● Task directions: From the line containing "of the paved" to the end of the listing, write out every line exactly; leave out everything else.

● Given entries:
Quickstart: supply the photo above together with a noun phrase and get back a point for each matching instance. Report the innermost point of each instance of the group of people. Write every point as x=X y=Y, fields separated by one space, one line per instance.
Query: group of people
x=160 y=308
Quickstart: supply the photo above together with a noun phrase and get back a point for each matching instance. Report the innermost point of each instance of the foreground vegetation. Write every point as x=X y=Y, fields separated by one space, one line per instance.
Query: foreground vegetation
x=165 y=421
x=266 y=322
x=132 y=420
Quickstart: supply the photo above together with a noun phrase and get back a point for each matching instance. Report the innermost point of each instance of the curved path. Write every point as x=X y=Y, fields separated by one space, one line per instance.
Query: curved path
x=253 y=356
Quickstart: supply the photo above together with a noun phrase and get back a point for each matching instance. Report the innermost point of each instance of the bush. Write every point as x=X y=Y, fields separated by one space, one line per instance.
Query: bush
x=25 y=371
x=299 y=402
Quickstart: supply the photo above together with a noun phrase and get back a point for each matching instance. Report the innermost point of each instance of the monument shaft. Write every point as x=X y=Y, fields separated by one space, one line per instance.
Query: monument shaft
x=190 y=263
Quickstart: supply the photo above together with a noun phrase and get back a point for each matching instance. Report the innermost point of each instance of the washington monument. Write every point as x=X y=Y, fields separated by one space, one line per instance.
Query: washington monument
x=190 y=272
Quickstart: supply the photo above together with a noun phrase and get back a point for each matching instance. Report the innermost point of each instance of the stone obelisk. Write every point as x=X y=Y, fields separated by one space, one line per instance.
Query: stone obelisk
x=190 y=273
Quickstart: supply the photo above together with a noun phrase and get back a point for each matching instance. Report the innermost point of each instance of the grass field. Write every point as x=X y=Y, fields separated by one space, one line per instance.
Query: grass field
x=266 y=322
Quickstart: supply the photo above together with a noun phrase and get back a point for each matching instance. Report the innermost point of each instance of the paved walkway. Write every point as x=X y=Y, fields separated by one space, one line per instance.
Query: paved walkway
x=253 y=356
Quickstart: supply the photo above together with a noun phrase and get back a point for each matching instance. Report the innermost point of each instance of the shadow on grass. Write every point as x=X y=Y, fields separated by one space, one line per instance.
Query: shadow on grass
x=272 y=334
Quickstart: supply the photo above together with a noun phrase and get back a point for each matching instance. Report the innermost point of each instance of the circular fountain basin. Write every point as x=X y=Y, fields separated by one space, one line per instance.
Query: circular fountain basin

● Exercise answer:
Quickstart: supply the photo above together with a noun phrase and get back a point for each matching instance. Report the innermost point of each instance of the paved walkway. Write every point as x=X y=Y, fields separated by one space, one line per instance.
Query: paved walkway
x=253 y=356
Quickstart: supply the photo above together with a noun phrase and get back a point for each matching instance. Report the innermost point of each instance of the shadow on grass. Write every point as x=X y=Y, fields separated by one space, one line per instance.
Query: shadow on grass
x=272 y=334
Quickstart: supply the photo above together with a noun phrase and get back a point for each matching instance. Report the innermost point of each instance of the circular fountain basin. Write every point as x=X y=Y, fields separated by one space, one line per instance.
Query: circular fountain basin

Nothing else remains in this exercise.